EXERCISE INPUTS
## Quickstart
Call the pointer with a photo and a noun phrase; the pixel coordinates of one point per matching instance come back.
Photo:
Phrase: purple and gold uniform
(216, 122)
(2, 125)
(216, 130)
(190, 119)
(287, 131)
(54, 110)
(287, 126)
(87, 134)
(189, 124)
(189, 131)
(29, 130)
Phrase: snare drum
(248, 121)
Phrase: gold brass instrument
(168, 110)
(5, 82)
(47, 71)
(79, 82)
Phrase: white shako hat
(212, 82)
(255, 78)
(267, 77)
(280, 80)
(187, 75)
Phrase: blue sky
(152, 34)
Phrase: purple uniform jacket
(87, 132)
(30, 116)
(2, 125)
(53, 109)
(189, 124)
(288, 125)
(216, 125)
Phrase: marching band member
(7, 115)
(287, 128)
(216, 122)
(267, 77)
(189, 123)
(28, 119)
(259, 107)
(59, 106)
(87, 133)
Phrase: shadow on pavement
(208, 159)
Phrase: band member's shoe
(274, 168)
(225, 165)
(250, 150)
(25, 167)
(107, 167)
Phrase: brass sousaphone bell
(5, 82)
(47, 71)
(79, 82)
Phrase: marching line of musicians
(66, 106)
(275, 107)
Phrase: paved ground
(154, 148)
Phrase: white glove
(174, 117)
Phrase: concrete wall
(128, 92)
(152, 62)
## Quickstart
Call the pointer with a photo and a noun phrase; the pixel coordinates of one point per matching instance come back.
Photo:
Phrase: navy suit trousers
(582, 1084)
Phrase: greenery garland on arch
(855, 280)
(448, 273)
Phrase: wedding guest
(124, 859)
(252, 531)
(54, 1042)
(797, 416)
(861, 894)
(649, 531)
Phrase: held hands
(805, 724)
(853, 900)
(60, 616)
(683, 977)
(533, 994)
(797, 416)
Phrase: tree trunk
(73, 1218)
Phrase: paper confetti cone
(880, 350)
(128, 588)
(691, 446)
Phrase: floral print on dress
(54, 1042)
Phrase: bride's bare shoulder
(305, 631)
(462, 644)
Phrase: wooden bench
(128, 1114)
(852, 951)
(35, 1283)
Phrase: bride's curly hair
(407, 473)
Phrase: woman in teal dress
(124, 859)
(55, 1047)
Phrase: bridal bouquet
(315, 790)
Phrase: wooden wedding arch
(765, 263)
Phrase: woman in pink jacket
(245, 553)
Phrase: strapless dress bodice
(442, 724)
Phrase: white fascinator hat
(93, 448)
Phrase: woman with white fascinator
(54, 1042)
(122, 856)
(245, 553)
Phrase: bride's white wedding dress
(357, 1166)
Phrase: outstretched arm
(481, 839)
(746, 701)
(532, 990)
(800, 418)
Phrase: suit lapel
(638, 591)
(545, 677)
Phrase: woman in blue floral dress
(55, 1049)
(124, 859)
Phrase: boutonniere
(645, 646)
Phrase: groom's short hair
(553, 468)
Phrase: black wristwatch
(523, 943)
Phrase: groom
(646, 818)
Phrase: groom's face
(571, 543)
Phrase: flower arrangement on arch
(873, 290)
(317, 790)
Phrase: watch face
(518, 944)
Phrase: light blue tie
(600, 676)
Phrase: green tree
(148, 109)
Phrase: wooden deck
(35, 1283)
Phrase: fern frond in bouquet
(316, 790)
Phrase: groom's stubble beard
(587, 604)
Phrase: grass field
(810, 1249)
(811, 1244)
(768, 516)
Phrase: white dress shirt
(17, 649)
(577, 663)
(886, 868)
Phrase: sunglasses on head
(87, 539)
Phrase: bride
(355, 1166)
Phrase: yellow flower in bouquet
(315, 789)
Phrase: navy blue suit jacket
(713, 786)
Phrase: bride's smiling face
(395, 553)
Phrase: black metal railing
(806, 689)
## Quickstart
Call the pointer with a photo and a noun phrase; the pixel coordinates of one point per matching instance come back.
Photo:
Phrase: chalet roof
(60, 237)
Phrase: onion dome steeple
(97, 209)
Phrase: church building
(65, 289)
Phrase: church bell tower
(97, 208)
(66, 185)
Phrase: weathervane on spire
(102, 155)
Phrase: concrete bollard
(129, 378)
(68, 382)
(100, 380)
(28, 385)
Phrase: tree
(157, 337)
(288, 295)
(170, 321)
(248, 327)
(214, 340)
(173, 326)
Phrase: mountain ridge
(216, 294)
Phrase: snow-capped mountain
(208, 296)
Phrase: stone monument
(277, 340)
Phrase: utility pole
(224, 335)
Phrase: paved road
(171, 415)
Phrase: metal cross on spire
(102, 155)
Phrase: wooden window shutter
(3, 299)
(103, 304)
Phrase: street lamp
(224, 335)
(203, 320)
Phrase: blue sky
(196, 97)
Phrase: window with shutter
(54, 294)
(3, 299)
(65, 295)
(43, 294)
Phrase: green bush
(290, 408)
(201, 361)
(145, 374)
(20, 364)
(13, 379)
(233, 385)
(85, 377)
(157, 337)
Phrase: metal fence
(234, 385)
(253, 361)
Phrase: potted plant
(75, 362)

WHAT IS ASKED
Restate word for word the lines from the one holding "Phrase: black wristwatch" to the end of the listing, both ends included, and nothing more.

EXERCISE SOLUTION
Phrase: black wristwatch
(523, 943)
Phrase: groom
(646, 818)
Phrase: groom's face
(571, 543)
Phrase: flower arrangement on arch
(873, 290)
(317, 790)
Phrase: watch face
(518, 944)
Phrase: light blue tie
(600, 676)
Phrase: green tree
(148, 109)
Phrase: wooden deck
(35, 1283)
Phrase: fern frond in bouquet
(316, 790)
Phrase: groom's stubble beard
(587, 604)
Phrase: grass field
(810, 1249)
(811, 1244)
(768, 516)
Phrase: white dress shirt
(17, 649)
(577, 663)
(886, 868)
Phrase: sunglasses on head
(87, 539)
Phrase: bride
(355, 1166)
Phrase: yellow flower in bouquet
(315, 789)
Phrase: navy blue suit jacket
(713, 786)
Phrase: bride's smiling face
(395, 553)
Phrase: black metal railing
(806, 689)
## Quickstart
Call the pointer with a photo and a noun phrase; the pixel coordinates of one point per matching instance come back.
Photo:
Phrase: chalet roof
(60, 237)
Phrase: onion dome steeple
(97, 209)
Phrase: church building
(65, 289)
Phrase: church bell tower
(97, 208)
(66, 185)
Phrase: weathervane on spire
(102, 155)
Phrase: concrete bollard
(129, 378)
(68, 382)
(100, 380)
(28, 385)
Phrase: tree
(157, 337)
(288, 295)
(170, 321)
(248, 327)
(214, 340)
(173, 326)
Phrase: mountain ridge
(216, 294)
Phrase: snow-capped mountain
(208, 296)
Phrase: stone monument
(277, 340)
Phrase: utility pole
(224, 335)
Phrase: paved road
(171, 415)
Phrase: metal cross on spire
(102, 155)
Phrase: wooden window shutter
(3, 299)
(103, 304)
Phrase: street lamp
(224, 335)
(203, 320)
Phrase: blue sky
(196, 97)
Phrase: window with shutter
(54, 294)
(3, 299)
(65, 295)
(43, 294)
Phrase: green bush
(290, 408)
(201, 361)
(145, 374)
(20, 364)
(13, 379)
(233, 385)
(85, 377)
(157, 337)
Phrase: metal fence
(234, 385)
(253, 361)
Phrase: potted plant
(75, 362)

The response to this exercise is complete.